**Trecho selecionado:**
────────────────────

O advogado do partido evidenciou na tribuna que em nenhuma outra área a diferença entre “as promessas generosas da Constituição e a realidade é maior, é mais abissal” do que na relacionada ao sistema carcerário. Destacou também que “não há talvez, desde a abolição da escravidão, maior violação de direitos humanos no solo nacional”, concluindo que “trata-se da mais grave afronta à Constituição que tem lugar atualmente no país”. O patrono aduziu ainda que o Fundo Penitenciário Nacional (FUNPEN), criado pela Lei Complementar nº 79/1994, possui recursos reservados para a melhora do sistema penitenciário, mas que são contingenciados, de forma sistemática, pelo Poder Executivo. Segundo ele, existem recursos que não são utilizados e há R$ 2,2 bilhões disponíveis atualmente no FUNPEN.[14]
O advogado-geral da União, Luís Inácio Adams, ao se manifestar em Plenário, contestou afirmando que a impossibilidade da execução dos projetos não decorre do contingenciamento de recursos, mas sim da falta de capacidade de execução pelos Estados-membros, atrelada à má aplicação da legislação por esses. Consoante o advogado-geral, a solução da crise do sistema penitenciário demanda ações que já estão sendo exercidas por todos os poderes. No entanto, sustentou que seria necessário um “diálogo nacional que passe pelos três Poderes e pelos estados de forma ativa.”
Por sua vez, a vice-procuradora-geral da República, Ela Wiecko, expôs que, não obstante a importância dos pedidos realizados pelo PSOL e do tema abordado na ADPF, as medidas cautelares requeridas seriam “abrangentes e generalizadas”. Argumentou que, os estados não observam as regras do sistema prisional exigidas pelo Conselho Nacional de Política Criminal Penitenciária. Acrescendo ainda que a simples ação de descontingenciar traria uma ampla liberdade para os estados, com riscos a “abrir a porta para o descomprometimento com a obediência a essas normas e tornar esse estado de coisas ainda mais inconstitucional”.
O Tribunal, não tendo julgado até então o mérito da ação, concedeu, por decisão majoritária e de forma parcial, medida cautelar, acatando os pleitos do Partido Socialismo e Liberdade (PSOL) contidos nas alíneas “b”: audiência de custódia, com o comparecimento do preso perante a autoridade judiciária no prazo máximo de 24 horas, contados do momento da prisão e “h”: liberação de verbas do FUNPEN.
No tocante às alíneas “a”, “c” e “d”, ponderou que se traduziam em imposições legais já estabelecidas aos juízes. Assim, complementou o Plenário que essas diligências poderiam ser positivadas servindo como um reforço das existentes, porém que na hipótese da alínea “a”, a introdução da providência pleiteada traduzir-se-ia apenas em uma medida genérica e possivelmente incapaz de permitir a análise do caso concreto. Por fim, destacou que seria mais aconselhável operar na formação do magistrado a fim de modificar a cultura do cárcere.

────────────────────

**O que fazer:** Retome o trecho sobre a ação do PSOL a respeito do sistema carcerário e continue o texto a partir da última frase. O material que vem depois tem outra origem.

**Seção de dados:**
────────────────────

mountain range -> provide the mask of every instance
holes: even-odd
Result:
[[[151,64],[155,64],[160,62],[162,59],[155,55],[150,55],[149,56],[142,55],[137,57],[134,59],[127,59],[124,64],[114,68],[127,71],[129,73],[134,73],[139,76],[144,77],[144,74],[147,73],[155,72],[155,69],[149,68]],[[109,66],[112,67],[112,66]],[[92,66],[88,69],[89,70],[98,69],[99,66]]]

────────────────────

**Sua resposta:**
De fato, a Suprema Corte reconheceu que no sistema prisional brasileiro ocorre uma violação generalizada de direitos fundamentais dos presos e que as penas privativas de liberdade aplicadas nas prisões terminam sendo penas cruéis e desumanas, o que viola expressamente a Carta Constitucional.
Nesse contexto, o Tribunal fundamentou sua decisão com base em diversos dispositivos constitucionais (artigos 1º, III, 5º, III, XLVII, e, XLVIII, XLIX, LXXIV, e 6º), normas internacionais reconhecedoras dos direitos dos presos (o Pacto Internacional dos Direitos Civis e Políticos, a Convenção contra a Tortura e outros Tratamentos e Penas Cruéis, Desumanos e Degradantes e a Convenção Americana de Direitos Humanos) e normas infraconstitucionais como a LEP e a LC 79/1994, que criara o FUNPEN.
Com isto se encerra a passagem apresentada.